BEGIN Material for this exercise

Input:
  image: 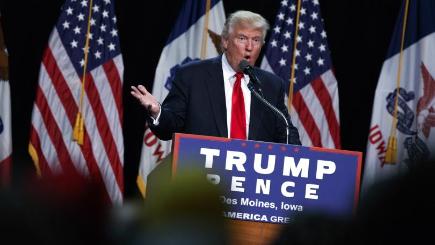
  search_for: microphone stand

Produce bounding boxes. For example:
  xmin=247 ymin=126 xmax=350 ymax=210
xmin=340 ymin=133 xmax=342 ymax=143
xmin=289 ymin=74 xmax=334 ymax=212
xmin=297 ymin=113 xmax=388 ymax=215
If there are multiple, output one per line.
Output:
xmin=248 ymin=82 xmax=289 ymax=144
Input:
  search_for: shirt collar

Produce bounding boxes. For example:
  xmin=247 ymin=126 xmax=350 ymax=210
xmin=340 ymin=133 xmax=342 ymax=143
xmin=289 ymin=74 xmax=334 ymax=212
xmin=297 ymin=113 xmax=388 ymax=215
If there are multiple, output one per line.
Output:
xmin=222 ymin=53 xmax=249 ymax=82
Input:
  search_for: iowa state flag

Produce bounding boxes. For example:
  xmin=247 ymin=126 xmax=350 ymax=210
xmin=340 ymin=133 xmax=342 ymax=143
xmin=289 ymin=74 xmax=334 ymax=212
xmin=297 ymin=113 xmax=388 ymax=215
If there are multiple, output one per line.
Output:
xmin=362 ymin=0 xmax=435 ymax=191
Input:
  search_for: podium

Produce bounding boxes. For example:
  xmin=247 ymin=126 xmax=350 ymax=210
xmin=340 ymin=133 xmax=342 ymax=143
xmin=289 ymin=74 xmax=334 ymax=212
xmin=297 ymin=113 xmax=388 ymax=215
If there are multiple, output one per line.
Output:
xmin=147 ymin=134 xmax=362 ymax=244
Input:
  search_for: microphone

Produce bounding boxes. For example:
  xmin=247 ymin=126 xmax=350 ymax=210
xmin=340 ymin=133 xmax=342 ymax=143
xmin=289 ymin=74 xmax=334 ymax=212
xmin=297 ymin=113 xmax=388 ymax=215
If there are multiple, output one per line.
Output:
xmin=239 ymin=60 xmax=261 ymax=85
xmin=239 ymin=60 xmax=289 ymax=144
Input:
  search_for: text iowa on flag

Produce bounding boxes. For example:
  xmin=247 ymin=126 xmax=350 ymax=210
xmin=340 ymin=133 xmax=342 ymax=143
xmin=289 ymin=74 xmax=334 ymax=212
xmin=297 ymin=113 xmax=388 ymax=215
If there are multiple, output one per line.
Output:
xmin=137 ymin=0 xmax=225 ymax=196
xmin=29 ymin=0 xmax=124 ymax=204
xmin=261 ymin=0 xmax=341 ymax=148
xmin=362 ymin=0 xmax=435 ymax=191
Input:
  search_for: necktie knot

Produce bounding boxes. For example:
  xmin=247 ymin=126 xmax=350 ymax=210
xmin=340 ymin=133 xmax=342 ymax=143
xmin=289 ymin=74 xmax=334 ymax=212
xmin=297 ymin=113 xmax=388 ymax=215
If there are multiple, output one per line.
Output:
xmin=230 ymin=72 xmax=247 ymax=139
xmin=234 ymin=71 xmax=244 ymax=81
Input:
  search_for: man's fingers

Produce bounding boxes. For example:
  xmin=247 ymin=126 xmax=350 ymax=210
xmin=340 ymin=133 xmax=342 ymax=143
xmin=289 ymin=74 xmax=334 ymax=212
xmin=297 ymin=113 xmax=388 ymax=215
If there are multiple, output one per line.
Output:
xmin=137 ymin=85 xmax=148 ymax=95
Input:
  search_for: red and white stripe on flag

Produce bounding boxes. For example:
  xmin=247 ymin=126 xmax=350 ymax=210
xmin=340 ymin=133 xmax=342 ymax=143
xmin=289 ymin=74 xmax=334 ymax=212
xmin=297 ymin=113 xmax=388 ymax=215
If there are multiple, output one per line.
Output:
xmin=0 ymin=78 xmax=12 ymax=186
xmin=29 ymin=0 xmax=124 ymax=204
xmin=261 ymin=0 xmax=341 ymax=149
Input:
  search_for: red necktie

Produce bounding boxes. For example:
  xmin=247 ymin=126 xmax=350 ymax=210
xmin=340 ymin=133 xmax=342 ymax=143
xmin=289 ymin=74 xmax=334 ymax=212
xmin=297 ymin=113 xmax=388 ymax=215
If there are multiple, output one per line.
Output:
xmin=230 ymin=72 xmax=246 ymax=140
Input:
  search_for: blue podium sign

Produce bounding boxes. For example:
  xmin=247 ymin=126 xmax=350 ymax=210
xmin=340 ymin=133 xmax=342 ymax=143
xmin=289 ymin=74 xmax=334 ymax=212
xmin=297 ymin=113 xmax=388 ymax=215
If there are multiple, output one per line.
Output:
xmin=172 ymin=134 xmax=362 ymax=223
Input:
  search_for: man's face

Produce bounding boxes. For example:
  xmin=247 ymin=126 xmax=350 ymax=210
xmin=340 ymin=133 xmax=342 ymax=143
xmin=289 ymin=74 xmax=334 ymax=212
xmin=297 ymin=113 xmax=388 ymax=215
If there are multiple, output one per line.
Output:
xmin=223 ymin=24 xmax=263 ymax=71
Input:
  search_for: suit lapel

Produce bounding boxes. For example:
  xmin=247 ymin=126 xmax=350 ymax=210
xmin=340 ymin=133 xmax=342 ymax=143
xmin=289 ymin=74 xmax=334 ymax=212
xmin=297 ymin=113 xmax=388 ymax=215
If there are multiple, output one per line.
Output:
xmin=204 ymin=56 xmax=228 ymax=137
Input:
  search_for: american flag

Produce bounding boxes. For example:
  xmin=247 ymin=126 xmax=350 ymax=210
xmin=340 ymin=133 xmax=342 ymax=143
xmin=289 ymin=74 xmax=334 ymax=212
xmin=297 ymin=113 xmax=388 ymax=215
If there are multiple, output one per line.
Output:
xmin=0 ymin=10 xmax=12 ymax=187
xmin=29 ymin=0 xmax=124 ymax=204
xmin=261 ymin=0 xmax=341 ymax=148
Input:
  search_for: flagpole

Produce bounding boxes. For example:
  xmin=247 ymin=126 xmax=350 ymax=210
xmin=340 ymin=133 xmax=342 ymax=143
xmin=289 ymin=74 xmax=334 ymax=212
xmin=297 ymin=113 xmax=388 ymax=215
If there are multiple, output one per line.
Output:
xmin=287 ymin=0 xmax=301 ymax=113
xmin=73 ymin=0 xmax=93 ymax=145
xmin=384 ymin=0 xmax=409 ymax=164
xmin=201 ymin=0 xmax=211 ymax=60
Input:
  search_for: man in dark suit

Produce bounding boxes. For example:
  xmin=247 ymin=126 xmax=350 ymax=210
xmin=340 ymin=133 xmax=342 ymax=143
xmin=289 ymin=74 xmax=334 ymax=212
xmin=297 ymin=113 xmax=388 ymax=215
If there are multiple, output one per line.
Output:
xmin=131 ymin=11 xmax=301 ymax=145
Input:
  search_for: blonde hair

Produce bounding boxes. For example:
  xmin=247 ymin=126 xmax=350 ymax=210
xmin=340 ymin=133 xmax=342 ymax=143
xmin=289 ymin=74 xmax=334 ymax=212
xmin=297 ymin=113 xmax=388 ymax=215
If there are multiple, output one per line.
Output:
xmin=221 ymin=10 xmax=269 ymax=43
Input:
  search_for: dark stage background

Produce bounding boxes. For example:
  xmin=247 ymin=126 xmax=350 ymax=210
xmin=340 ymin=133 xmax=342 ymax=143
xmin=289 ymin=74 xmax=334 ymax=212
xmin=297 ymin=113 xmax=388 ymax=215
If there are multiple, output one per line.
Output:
xmin=0 ymin=0 xmax=401 ymax=198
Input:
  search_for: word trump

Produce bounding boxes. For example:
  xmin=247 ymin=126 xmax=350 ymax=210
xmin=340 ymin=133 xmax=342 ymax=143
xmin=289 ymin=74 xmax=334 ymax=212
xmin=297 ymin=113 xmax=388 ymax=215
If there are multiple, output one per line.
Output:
xmin=200 ymin=148 xmax=336 ymax=199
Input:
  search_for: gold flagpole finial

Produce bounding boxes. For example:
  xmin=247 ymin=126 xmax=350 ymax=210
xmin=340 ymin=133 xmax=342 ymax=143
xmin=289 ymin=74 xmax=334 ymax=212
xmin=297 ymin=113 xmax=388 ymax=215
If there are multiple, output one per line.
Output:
xmin=73 ymin=0 xmax=92 ymax=145
xmin=384 ymin=0 xmax=409 ymax=164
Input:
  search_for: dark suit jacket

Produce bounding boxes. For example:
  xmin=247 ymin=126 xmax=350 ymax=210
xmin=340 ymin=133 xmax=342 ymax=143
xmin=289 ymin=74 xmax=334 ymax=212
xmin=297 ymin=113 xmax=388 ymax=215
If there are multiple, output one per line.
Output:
xmin=150 ymin=56 xmax=301 ymax=145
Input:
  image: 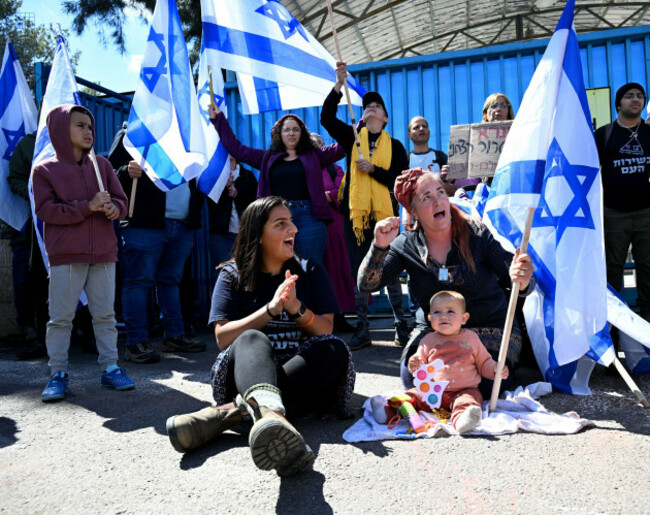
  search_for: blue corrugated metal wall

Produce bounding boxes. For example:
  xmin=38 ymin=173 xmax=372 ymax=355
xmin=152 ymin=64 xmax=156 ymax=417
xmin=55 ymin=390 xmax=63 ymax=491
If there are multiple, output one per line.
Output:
xmin=227 ymin=26 xmax=650 ymax=165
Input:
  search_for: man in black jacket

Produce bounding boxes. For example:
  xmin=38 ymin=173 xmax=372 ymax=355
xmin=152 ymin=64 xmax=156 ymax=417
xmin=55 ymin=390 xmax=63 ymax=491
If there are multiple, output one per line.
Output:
xmin=208 ymin=156 xmax=257 ymax=287
xmin=108 ymin=129 xmax=205 ymax=363
xmin=321 ymin=63 xmax=409 ymax=350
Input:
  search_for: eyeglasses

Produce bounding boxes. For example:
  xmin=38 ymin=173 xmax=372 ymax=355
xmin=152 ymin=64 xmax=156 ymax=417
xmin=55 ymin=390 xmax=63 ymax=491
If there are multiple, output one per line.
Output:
xmin=623 ymin=93 xmax=645 ymax=100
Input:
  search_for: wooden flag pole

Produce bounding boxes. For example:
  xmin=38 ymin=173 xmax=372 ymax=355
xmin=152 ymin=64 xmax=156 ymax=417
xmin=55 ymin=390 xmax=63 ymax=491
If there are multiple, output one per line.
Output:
xmin=327 ymin=0 xmax=363 ymax=159
xmin=614 ymin=356 xmax=650 ymax=409
xmin=208 ymin=65 xmax=217 ymax=107
xmin=90 ymin=147 xmax=106 ymax=191
xmin=129 ymin=179 xmax=138 ymax=218
xmin=490 ymin=207 xmax=535 ymax=411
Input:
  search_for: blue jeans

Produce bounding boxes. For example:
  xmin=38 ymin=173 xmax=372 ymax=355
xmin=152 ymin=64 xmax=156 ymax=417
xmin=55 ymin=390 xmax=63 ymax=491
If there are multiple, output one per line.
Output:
xmin=287 ymin=200 xmax=327 ymax=264
xmin=210 ymin=232 xmax=237 ymax=290
xmin=122 ymin=218 xmax=194 ymax=345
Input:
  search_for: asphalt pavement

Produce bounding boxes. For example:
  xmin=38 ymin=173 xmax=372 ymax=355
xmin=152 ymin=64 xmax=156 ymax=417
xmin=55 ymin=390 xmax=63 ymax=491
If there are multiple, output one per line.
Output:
xmin=0 ymin=319 xmax=650 ymax=514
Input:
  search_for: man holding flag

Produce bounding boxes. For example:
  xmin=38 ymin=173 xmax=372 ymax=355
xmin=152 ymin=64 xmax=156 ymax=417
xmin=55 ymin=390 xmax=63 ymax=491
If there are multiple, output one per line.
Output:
xmin=595 ymin=82 xmax=650 ymax=321
xmin=483 ymin=0 xmax=609 ymax=394
xmin=116 ymin=0 xmax=207 ymax=363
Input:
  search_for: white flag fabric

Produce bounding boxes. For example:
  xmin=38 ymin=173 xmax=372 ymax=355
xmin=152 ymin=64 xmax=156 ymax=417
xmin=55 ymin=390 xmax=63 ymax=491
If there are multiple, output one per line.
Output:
xmin=0 ymin=41 xmax=37 ymax=231
xmin=201 ymin=0 xmax=365 ymax=114
xmin=197 ymin=41 xmax=230 ymax=202
xmin=29 ymin=34 xmax=83 ymax=270
xmin=124 ymin=0 xmax=207 ymax=191
xmin=237 ymin=72 xmax=332 ymax=114
xmin=484 ymin=0 xmax=613 ymax=394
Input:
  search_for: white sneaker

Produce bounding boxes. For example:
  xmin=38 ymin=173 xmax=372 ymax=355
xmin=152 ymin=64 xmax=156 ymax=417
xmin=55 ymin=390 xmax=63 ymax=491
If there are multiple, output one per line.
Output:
xmin=370 ymin=395 xmax=388 ymax=424
xmin=455 ymin=406 xmax=483 ymax=435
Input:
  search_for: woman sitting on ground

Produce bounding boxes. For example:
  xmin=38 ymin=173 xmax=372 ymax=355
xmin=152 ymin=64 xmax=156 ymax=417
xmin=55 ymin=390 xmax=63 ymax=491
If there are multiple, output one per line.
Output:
xmin=209 ymin=106 xmax=345 ymax=263
xmin=358 ymin=168 xmax=533 ymax=398
xmin=167 ymin=197 xmax=355 ymax=476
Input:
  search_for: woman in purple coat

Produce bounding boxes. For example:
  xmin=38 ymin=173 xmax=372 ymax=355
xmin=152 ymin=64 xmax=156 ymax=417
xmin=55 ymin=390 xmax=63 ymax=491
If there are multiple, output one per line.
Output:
xmin=209 ymin=106 xmax=345 ymax=263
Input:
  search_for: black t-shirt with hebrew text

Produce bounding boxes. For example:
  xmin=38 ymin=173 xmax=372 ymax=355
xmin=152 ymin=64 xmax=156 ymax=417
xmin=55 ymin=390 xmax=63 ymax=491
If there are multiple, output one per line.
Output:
xmin=209 ymin=259 xmax=339 ymax=354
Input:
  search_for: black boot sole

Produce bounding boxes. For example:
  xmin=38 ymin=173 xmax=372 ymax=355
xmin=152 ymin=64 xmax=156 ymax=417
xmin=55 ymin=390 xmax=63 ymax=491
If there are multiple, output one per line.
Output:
xmin=248 ymin=420 xmax=315 ymax=476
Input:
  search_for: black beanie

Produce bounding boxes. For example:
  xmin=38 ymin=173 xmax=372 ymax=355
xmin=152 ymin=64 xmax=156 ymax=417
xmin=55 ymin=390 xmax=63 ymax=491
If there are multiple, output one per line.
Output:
xmin=614 ymin=82 xmax=648 ymax=109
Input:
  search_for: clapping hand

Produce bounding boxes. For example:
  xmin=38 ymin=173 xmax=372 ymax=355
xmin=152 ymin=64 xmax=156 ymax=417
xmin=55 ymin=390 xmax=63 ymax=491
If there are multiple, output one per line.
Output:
xmin=375 ymin=216 xmax=399 ymax=249
xmin=268 ymin=270 xmax=300 ymax=316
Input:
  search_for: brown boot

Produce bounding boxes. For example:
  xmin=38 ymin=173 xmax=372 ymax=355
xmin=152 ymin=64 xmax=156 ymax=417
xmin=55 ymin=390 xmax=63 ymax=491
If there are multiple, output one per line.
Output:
xmin=167 ymin=402 xmax=250 ymax=452
xmin=236 ymin=384 xmax=316 ymax=476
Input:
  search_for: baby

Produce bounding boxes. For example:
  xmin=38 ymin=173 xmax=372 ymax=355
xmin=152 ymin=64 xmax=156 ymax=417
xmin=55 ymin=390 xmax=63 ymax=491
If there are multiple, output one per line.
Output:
xmin=371 ymin=291 xmax=508 ymax=434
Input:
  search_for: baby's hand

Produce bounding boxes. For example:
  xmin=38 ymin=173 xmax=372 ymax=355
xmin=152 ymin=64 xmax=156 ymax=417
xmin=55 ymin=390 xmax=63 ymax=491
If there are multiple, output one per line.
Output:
xmin=409 ymin=355 xmax=422 ymax=373
xmin=494 ymin=365 xmax=510 ymax=379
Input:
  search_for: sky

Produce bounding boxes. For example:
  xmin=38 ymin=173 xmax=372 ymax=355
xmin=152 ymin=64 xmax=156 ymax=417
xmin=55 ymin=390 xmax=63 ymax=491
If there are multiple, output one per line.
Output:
xmin=20 ymin=0 xmax=149 ymax=93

END Material for this exercise

Retype the data word for word, from its first line through the line containing "xmin=147 ymin=134 xmax=362 ymax=244", and leave the pictures out of your answer.

* Full answer *
Input:
  image: 
  search_for: microphone stand

Produce bounding boxes. For example:
  xmin=247 ymin=126 xmax=350 ymax=210
xmin=340 ymin=133 xmax=342 ymax=143
xmin=289 ymin=74 xmax=334 ymax=212
xmin=297 ymin=113 xmax=388 ymax=215
If there are multiple, output one per line.
Output:
xmin=248 ymin=82 xmax=289 ymax=144
Input:
  search_for: shirt collar

Produce bounding boxes. For example:
  xmin=247 ymin=126 xmax=350 ymax=210
xmin=340 ymin=133 xmax=342 ymax=143
xmin=289 ymin=74 xmax=334 ymax=212
xmin=297 ymin=113 xmax=388 ymax=215
If there are multiple, output one per line.
Output:
xmin=222 ymin=53 xmax=249 ymax=82
Input:
  search_for: iowa state flag

Produce bounding boxes. For example:
  xmin=247 ymin=126 xmax=350 ymax=210
xmin=340 ymin=133 xmax=342 ymax=143
xmin=289 ymin=74 xmax=334 ymax=212
xmin=297 ymin=113 xmax=388 ymax=215
If there are multiple, output one per line.
Output:
xmin=362 ymin=0 xmax=435 ymax=191
Input:
  search_for: podium

Produce bounding boxes. For example:
  xmin=247 ymin=126 xmax=350 ymax=210
xmin=340 ymin=133 xmax=342 ymax=143
xmin=289 ymin=74 xmax=334 ymax=212
xmin=297 ymin=113 xmax=388 ymax=215
If there are multiple, output one per line.
Output:
xmin=147 ymin=134 xmax=362 ymax=244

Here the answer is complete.